▸ **Written problem**
Identify the line that contains "Question. Indicate each instance of the ceramic" in the material. Output it and every line after it, unchanged, through the end.

# Start of Data rows

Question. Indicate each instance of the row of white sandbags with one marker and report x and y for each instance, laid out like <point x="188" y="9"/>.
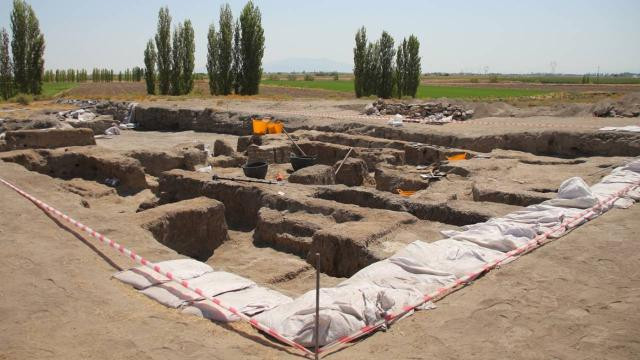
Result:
<point x="420" y="268"/>
<point x="241" y="293"/>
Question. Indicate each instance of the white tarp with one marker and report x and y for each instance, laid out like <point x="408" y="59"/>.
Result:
<point x="420" y="268"/>
<point x="386" y="286"/>
<point x="142" y="277"/>
<point x="239" y="292"/>
<point x="630" y="128"/>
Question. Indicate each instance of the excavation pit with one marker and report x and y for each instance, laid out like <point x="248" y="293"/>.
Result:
<point x="270" y="232"/>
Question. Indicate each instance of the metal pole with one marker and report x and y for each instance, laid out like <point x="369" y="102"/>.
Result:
<point x="294" y="143"/>
<point x="317" y="329"/>
<point x="343" y="160"/>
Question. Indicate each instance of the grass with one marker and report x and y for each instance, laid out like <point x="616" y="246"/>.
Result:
<point x="51" y="89"/>
<point x="424" y="91"/>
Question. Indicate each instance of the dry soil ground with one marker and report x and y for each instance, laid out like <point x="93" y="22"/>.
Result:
<point x="575" y="298"/>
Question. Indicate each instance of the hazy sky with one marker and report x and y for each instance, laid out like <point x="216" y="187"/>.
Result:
<point x="506" y="36"/>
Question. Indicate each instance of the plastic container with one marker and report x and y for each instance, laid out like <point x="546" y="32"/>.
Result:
<point x="299" y="162"/>
<point x="259" y="126"/>
<point x="275" y="127"/>
<point x="256" y="169"/>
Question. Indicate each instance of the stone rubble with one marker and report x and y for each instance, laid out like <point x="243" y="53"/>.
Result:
<point x="430" y="110"/>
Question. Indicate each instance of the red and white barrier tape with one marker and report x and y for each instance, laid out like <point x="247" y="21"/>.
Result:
<point x="465" y="280"/>
<point x="140" y="260"/>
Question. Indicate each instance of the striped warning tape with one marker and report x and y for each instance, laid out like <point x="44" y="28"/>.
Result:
<point x="140" y="260"/>
<point x="388" y="318"/>
<point x="467" y="279"/>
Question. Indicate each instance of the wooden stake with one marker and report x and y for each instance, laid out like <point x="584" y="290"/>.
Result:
<point x="343" y="160"/>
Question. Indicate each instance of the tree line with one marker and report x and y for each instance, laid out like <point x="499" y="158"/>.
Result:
<point x="376" y="73"/>
<point x="22" y="57"/>
<point x="174" y="60"/>
<point x="69" y="75"/>
<point x="234" y="54"/>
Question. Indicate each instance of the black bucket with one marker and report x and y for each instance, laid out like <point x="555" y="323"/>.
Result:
<point x="256" y="169"/>
<point x="299" y="162"/>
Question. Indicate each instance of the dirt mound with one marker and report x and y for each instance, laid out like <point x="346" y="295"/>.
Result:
<point x="314" y="175"/>
<point x="48" y="138"/>
<point x="193" y="227"/>
<point x="86" y="163"/>
<point x="627" y="106"/>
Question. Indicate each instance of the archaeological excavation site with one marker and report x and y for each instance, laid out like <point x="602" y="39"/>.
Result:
<point x="222" y="217"/>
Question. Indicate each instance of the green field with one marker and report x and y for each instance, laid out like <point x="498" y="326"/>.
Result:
<point x="51" y="89"/>
<point x="424" y="91"/>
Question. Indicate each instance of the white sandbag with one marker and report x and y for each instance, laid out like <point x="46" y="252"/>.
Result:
<point x="444" y="257"/>
<point x="142" y="277"/>
<point x="377" y="290"/>
<point x="170" y="294"/>
<point x="212" y="284"/>
<point x="629" y="128"/>
<point x="575" y="193"/>
<point x="343" y="310"/>
<point x="249" y="301"/>
<point x="220" y="282"/>
<point x="388" y="274"/>
<point x="497" y="235"/>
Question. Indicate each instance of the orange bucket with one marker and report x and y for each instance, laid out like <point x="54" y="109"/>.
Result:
<point x="405" y="193"/>
<point x="275" y="127"/>
<point x="259" y="126"/>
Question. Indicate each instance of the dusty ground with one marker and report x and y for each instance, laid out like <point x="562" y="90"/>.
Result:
<point x="574" y="298"/>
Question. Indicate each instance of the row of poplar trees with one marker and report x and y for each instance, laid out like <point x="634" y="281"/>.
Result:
<point x="375" y="72"/>
<point x="22" y="67"/>
<point x="174" y="60"/>
<point x="234" y="54"/>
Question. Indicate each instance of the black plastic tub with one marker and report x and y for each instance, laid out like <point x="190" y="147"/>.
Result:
<point x="299" y="162"/>
<point x="256" y="169"/>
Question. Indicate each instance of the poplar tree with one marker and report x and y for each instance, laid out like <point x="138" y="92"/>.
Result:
<point x="359" y="57"/>
<point x="35" y="53"/>
<point x="387" y="52"/>
<point x="163" y="46"/>
<point x="224" y="77"/>
<point x="188" y="56"/>
<point x="19" y="16"/>
<point x="252" y="48"/>
<point x="401" y="69"/>
<point x="150" y="57"/>
<point x="212" y="59"/>
<point x="413" y="66"/>
<point x="6" y="67"/>
<point x="371" y="69"/>
<point x="176" y="61"/>
<point x="236" y="69"/>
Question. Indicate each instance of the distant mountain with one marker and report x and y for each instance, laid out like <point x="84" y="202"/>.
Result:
<point x="306" y="64"/>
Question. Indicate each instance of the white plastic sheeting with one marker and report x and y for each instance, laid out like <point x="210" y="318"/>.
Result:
<point x="629" y="128"/>
<point x="240" y="292"/>
<point x="420" y="268"/>
<point x="388" y="286"/>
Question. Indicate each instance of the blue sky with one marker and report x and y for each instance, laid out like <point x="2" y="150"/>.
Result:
<point x="505" y="36"/>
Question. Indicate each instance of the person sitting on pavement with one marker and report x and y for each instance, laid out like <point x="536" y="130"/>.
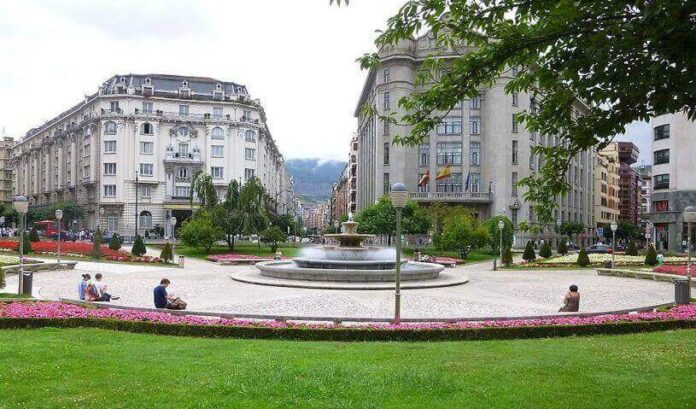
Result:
<point x="571" y="301"/>
<point x="164" y="300"/>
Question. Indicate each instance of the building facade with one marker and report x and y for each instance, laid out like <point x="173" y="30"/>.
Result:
<point x="674" y="183"/>
<point x="138" y="141"/>
<point x="478" y="144"/>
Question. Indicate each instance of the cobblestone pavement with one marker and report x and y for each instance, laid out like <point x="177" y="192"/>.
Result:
<point x="207" y="287"/>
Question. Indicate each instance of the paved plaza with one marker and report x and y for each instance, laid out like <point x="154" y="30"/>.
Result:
<point x="207" y="286"/>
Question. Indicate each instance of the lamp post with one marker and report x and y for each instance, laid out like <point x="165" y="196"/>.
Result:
<point x="689" y="217"/>
<point x="399" y="196"/>
<point x="614" y="227"/>
<point x="59" y="216"/>
<point x="21" y="205"/>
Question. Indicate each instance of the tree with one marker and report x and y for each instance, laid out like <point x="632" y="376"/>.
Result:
<point x="583" y="259"/>
<point x="529" y="254"/>
<point x="508" y="232"/>
<point x="96" y="243"/>
<point x="463" y="234"/>
<point x="545" y="251"/>
<point x="651" y="256"/>
<point x="166" y="254"/>
<point x="563" y="52"/>
<point x="273" y="236"/>
<point x="138" y="249"/>
<point x="34" y="235"/>
<point x="507" y="257"/>
<point x="114" y="243"/>
<point x="202" y="230"/>
<point x="562" y="247"/>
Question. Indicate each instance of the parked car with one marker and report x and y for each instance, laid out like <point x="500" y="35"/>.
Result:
<point x="599" y="249"/>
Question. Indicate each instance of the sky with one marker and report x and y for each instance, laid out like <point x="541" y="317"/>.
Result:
<point x="297" y="56"/>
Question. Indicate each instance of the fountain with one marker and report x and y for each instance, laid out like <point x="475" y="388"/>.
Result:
<point x="349" y="261"/>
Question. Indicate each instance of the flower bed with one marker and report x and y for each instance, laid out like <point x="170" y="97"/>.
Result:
<point x="38" y="314"/>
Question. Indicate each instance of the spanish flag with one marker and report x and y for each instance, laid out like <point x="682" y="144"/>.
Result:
<point x="425" y="179"/>
<point x="444" y="173"/>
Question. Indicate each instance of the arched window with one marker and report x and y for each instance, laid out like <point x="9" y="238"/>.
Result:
<point x="110" y="128"/>
<point x="250" y="136"/>
<point x="145" y="219"/>
<point x="217" y="133"/>
<point x="147" y="129"/>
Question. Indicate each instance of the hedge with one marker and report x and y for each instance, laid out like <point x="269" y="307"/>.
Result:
<point x="348" y="333"/>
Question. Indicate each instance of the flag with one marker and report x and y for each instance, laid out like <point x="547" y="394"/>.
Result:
<point x="444" y="173"/>
<point x="425" y="179"/>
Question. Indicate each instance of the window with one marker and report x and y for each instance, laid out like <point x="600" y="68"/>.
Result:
<point x="109" y="190"/>
<point x="146" y="169"/>
<point x="475" y="102"/>
<point x="661" y="156"/>
<point x="217" y="151"/>
<point x="217" y="133"/>
<point x="661" y="205"/>
<point x="450" y="126"/>
<point x="450" y="184"/>
<point x="147" y="148"/>
<point x="249" y="136"/>
<point x="661" y="132"/>
<point x="147" y="129"/>
<point x="449" y="153"/>
<point x="661" y="181"/>
<point x="109" y="169"/>
<point x="216" y="172"/>
<point x="474" y="125"/>
<point x="110" y="128"/>
<point x="424" y="154"/>
<point x="146" y="219"/>
<point x="109" y="146"/>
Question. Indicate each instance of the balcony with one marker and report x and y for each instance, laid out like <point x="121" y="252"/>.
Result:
<point x="454" y="197"/>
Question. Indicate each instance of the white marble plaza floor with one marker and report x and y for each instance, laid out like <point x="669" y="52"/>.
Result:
<point x="208" y="287"/>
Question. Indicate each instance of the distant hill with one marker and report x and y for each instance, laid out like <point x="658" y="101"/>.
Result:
<point x="313" y="177"/>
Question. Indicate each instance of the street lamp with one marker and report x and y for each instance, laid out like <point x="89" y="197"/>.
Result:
<point x="689" y="217"/>
<point x="614" y="228"/>
<point x="59" y="216"/>
<point x="21" y="205"/>
<point x="399" y="196"/>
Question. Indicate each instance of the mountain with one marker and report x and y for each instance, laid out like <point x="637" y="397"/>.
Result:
<point x="314" y="177"/>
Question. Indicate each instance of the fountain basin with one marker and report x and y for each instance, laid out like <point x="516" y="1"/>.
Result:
<point x="410" y="271"/>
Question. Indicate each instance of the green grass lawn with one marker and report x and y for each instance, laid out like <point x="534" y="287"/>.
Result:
<point x="50" y="368"/>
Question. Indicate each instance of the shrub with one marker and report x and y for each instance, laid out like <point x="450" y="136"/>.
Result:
<point x="583" y="259"/>
<point x="631" y="250"/>
<point x="562" y="247"/>
<point x="529" y="254"/>
<point x="96" y="244"/>
<point x="138" y="246"/>
<point x="166" y="253"/>
<point x="545" y="251"/>
<point x="34" y="235"/>
<point x="507" y="257"/>
<point x="115" y="243"/>
<point x="651" y="256"/>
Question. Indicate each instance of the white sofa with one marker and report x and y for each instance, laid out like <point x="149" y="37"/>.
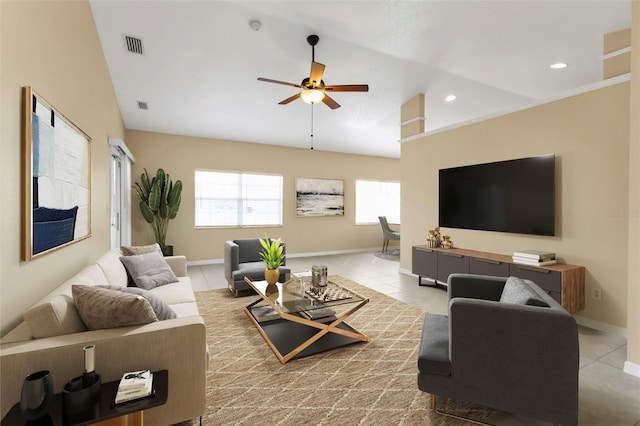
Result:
<point x="177" y="345"/>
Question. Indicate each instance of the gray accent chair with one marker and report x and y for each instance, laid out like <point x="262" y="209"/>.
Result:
<point x="387" y="233"/>
<point x="505" y="344"/>
<point x="242" y="258"/>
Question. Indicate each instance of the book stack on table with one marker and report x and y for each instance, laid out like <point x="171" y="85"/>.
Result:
<point x="134" y="385"/>
<point x="534" y="257"/>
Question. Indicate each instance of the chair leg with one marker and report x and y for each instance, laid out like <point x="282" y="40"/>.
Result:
<point x="453" y="416"/>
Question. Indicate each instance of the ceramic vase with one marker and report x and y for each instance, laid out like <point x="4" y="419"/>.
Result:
<point x="271" y="276"/>
<point x="37" y="392"/>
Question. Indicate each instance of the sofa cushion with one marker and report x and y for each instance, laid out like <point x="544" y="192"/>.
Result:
<point x="149" y="270"/>
<point x="433" y="355"/>
<point x="178" y="292"/>
<point x="101" y="308"/>
<point x="55" y="317"/>
<point x="517" y="291"/>
<point x="133" y="250"/>
<point x="112" y="268"/>
<point x="160" y="308"/>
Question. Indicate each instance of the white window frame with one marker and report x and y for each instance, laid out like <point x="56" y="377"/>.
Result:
<point x="241" y="199"/>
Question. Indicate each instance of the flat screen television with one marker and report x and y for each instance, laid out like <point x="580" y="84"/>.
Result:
<point x="516" y="196"/>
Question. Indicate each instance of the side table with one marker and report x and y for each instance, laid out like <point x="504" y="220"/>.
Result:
<point x="106" y="413"/>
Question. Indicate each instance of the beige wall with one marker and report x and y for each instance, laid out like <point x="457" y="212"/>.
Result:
<point x="633" y="347"/>
<point x="180" y="156"/>
<point x="53" y="47"/>
<point x="589" y="134"/>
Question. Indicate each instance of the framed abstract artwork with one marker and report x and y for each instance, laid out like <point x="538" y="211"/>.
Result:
<point x="319" y="197"/>
<point x="56" y="183"/>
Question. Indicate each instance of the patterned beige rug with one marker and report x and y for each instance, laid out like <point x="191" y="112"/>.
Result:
<point x="362" y="384"/>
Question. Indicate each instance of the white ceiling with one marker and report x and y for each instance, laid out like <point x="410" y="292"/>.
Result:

# End of Data rows

▸ **The completed task**
Question. Indicate each instance of the ceramic vase with one marker and report x and y for each instance, laid out like <point x="4" y="419"/>.
Result:
<point x="271" y="276"/>
<point x="37" y="392"/>
Question. Indicate each instance of the sofa cushion with one marker and report x and y for each instance, laid out like <point x="544" y="192"/>.
Result:
<point x="149" y="270"/>
<point x="433" y="355"/>
<point x="178" y="292"/>
<point x="101" y="308"/>
<point x="55" y="317"/>
<point x="517" y="291"/>
<point x="133" y="250"/>
<point x="112" y="268"/>
<point x="160" y="308"/>
Question. Indicate each instance of the white window frame with one marker and report x and y for each instance, laid out like <point x="56" y="377"/>.
Result:
<point x="241" y="199"/>
Question. Indicate each instance of the flat screen television with one marker and report x and y for each instance, laid out like <point x="580" y="84"/>.
Result:
<point x="516" y="196"/>
Question. Indicate each instance of the side table with one marker and report x and y for each instance, laid out like <point x="504" y="220"/>.
Result:
<point x="106" y="413"/>
Question. Indicate each instance of the beige wall with one marker and report x and y for each instance, laid out like <point x="457" y="212"/>.
Result:
<point x="633" y="347"/>
<point x="180" y="156"/>
<point x="53" y="47"/>
<point x="589" y="134"/>
Question. Indicate each instance of the framed abstract artwork with one marker and report x and y for each instance, laid out like <point x="538" y="211"/>.
Result:
<point x="319" y="197"/>
<point x="56" y="183"/>
Question. Indicate each instance of the patterned beige rug with one marker and report x and y for each instance, laid out like <point x="191" y="112"/>.
Result:
<point x="362" y="384"/>
Question. Indicate each instance of the white ceiling with one marker and report x and y for each instance, laid out like <point x="410" y="292"/>.
Result:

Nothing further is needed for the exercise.